*GOAL OF THE EXERCISE*
Edit the game code text by giving the stretch from "It updates the" through "the other player." again, with "ongoing" changed to "in progress".

*ARTICLE*
=-=-=
Creating Event Structs

#[event]
struct MoveEvent has drop, store {
    player: u8,
    position: u8,
}
#[event]
struct WinEvent has drop, store {
    winner: u8,
}
#[event]
struct DrawEvent has drop, store {
}

Code Explanation:

MoveEvent: Emitted when a player makes a move, containing the player and the position.

WinEvent: Emitted when a player wins, containing the winner.

DrawEvent: Emitted when the game is a draw.

Initializing a Game

 public entry fun init_game(account: &signer) {
        move_to(account, Game {
            board: vector::from_elem(EMPTY, 9),
            current_turn: PLAYER_X,
            winner: EMPTY,
        });
    }

Making a Move

public entry fun make_move(account: &signer, position: u8) acquires Game {

        let game = borrow_global_mut<Game>(signer::address_of(account));
        assert!(game.winner == EMPTY, EGAME_OVER);
        assert!(position < 9, EINVALID_INDEX);

        if (game.board[position] != EMPTY) {
            abort EINVALID_MOVE;
        }

        game.board[position] = game.current_turn;
        event::emit(MoveEvent { player: game.current_turn, position }); 

        if (check_winner(&game.board, game.current_turn)) {
            game.winner = game.current_turn;
            event::emit(WinEvent { winner: game.current_turn });
        } else if (is_draw(&game.board)) {
            event::emit(DrawEvent {});
        } else {
            game.current_turn = if (game.current_turn == PLAYER_X) { PLAYER_O } else { PLAYER_X };
        }
    }

Code Explanation:

It first checks if the game is over and if the position is valid.

If the cell at the given position is not empty, it aborts with EINVALID_MOVE.

It updates the board with the current player's move and emits a MoveEvent.

It checks if the current player has won using the check_winner function. If so, it sets the winner and emits a WinEvent.

If the board is full and there is no winner, it emits a DrawEvent.

If the game is still ongoing, it switches the turn to the other player.

Resetting the Game

 public entry fun reset_game(account: &signer) acquires Game {
        let game = borrow_global_mut<Game>(signer::address_of(account));
        game.board = vector::from_elem(EMPTY, 9);
        game.current_turn = PLAYER_X;
        game.winner = EMPTY;
 }

Creating View Functions to Access Information related to the Game

#[view]
public fun get_board(): vector<u8> acquires Game {
   let game = borrow_global<Game>(signer::address_of(account));
   game.board
}

#[view]
public fun get_current_turn(): u8 acquires Game {
   let game = borrow_global<Game>(signer::address_of(account));
   game.current_turn
}

#[view]
public fun get_winner(): u8 acquires Game {
   let game = borrow_global<Game>(signer::address_of(account));
   game.winner
}

Code Explanation:

get_board: Returns the current state of the board.

get_current_turn: Returns the current player's turn.

get_winner: Returns the winner of the game.

These view functions are essential for querying the game state without modifying it.
=-=-=
*Stored items from a collection*
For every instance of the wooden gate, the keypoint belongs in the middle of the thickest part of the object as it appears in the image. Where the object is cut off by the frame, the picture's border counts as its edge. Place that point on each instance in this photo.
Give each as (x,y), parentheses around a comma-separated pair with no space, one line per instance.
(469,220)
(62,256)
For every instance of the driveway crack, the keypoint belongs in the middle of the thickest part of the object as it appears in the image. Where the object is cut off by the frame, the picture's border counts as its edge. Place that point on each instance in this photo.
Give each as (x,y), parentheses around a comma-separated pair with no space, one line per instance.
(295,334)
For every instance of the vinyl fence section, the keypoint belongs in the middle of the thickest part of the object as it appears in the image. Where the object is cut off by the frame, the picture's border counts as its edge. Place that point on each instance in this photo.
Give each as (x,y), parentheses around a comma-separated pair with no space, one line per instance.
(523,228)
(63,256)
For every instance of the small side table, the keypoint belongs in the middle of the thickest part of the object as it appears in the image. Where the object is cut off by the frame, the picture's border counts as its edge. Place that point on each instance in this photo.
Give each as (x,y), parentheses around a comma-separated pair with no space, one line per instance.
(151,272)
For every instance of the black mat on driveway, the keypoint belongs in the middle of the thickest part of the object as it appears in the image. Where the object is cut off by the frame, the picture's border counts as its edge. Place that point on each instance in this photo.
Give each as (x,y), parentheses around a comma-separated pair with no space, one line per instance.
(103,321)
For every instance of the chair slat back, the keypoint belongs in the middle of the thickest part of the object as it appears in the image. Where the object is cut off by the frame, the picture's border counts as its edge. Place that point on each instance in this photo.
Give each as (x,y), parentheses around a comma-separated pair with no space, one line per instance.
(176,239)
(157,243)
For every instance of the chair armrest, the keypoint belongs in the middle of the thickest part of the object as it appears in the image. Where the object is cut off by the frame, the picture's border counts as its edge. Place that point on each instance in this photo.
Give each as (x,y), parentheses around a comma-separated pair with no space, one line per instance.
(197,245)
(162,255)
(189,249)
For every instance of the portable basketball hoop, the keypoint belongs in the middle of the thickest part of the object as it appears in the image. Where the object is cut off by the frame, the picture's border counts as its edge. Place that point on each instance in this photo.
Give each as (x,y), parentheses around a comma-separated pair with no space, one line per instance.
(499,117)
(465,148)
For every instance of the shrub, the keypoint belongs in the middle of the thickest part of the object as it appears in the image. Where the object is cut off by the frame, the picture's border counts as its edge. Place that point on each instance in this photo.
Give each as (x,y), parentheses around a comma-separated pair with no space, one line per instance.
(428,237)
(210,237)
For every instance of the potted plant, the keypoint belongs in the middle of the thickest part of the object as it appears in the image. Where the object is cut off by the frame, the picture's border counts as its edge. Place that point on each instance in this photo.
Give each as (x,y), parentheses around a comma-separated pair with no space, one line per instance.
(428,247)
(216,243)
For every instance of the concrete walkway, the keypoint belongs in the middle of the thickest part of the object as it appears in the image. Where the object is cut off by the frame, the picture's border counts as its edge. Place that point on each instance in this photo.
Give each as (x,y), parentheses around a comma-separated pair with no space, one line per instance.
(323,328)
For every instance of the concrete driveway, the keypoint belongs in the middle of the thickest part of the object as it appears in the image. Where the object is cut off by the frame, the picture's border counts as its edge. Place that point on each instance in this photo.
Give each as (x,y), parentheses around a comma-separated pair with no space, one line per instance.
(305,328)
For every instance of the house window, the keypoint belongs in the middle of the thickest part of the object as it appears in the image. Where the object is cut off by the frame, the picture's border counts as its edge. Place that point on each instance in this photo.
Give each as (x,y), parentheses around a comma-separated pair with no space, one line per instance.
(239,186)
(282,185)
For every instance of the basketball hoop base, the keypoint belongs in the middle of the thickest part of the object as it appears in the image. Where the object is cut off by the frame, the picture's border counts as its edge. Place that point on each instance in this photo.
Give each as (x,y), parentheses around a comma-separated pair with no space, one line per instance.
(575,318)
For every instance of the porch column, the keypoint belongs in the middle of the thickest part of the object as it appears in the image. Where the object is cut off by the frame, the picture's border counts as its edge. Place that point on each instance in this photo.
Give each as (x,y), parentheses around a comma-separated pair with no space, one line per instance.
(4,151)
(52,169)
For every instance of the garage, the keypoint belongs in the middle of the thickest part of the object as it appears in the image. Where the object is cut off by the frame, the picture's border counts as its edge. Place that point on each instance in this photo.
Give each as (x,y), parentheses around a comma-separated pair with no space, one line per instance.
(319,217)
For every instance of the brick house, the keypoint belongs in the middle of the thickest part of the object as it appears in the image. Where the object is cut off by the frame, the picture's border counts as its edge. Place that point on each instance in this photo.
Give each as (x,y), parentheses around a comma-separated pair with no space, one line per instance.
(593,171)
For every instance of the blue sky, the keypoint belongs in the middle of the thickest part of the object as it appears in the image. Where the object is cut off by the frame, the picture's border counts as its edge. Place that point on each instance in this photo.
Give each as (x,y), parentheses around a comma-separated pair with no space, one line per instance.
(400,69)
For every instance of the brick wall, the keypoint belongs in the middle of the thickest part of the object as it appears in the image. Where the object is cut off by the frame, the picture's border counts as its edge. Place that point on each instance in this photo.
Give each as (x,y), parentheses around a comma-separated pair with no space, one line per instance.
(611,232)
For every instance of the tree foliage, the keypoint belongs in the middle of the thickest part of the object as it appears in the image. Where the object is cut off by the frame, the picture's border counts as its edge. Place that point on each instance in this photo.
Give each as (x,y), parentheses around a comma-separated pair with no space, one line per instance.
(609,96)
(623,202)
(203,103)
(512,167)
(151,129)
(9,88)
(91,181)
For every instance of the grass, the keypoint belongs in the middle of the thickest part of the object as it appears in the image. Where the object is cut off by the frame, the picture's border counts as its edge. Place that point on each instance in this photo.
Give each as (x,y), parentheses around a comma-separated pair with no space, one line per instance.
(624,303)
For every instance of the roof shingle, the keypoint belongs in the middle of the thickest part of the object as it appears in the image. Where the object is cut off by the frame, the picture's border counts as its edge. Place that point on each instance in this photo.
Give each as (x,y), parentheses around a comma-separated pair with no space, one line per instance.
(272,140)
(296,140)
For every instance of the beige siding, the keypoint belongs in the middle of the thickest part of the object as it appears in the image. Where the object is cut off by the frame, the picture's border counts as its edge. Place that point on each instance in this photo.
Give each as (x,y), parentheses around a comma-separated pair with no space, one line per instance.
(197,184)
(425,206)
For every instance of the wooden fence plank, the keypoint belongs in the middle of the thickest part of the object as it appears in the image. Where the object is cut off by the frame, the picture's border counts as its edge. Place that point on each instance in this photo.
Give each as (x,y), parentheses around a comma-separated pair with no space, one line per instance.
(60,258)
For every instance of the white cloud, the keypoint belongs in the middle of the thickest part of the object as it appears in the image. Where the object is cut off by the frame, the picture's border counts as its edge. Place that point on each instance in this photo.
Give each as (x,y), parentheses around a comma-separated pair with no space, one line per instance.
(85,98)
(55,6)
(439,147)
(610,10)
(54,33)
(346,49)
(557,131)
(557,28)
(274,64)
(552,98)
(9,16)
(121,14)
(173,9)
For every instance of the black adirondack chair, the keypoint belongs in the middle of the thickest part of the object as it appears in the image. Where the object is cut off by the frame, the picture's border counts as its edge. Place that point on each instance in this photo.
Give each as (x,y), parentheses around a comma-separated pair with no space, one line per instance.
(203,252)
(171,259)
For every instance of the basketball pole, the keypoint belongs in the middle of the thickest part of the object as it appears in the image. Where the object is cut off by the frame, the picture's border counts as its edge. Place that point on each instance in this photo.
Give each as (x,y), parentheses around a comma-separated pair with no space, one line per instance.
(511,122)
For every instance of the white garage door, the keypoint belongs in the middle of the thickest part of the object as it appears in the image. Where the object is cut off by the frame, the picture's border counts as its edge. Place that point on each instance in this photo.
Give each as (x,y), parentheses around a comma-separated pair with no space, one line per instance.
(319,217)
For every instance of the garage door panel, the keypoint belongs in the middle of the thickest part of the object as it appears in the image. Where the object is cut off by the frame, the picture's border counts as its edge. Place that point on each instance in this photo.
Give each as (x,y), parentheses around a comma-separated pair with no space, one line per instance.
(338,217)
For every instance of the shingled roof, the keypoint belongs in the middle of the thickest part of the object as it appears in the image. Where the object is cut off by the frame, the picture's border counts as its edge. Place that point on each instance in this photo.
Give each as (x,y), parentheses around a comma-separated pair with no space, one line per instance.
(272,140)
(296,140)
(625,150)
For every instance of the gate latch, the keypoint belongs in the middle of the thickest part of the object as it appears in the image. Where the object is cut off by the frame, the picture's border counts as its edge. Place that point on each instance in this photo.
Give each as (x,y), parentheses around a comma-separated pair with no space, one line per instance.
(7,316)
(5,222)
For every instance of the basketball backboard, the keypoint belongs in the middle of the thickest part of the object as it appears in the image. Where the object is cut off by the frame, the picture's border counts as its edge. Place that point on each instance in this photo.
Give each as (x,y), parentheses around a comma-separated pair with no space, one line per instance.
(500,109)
=-=-=
*RESULT OF THE EXERCISE*
It updates the board with the current player's move and emits a MoveEvent.

It checks if the current player has won using the check_winner function. If so, it sets the winner and emits a WinEvent.

If the board is full and there is no winner, it emits a DrawEvent.

If the game is still in progress, it switches the turn to the other player.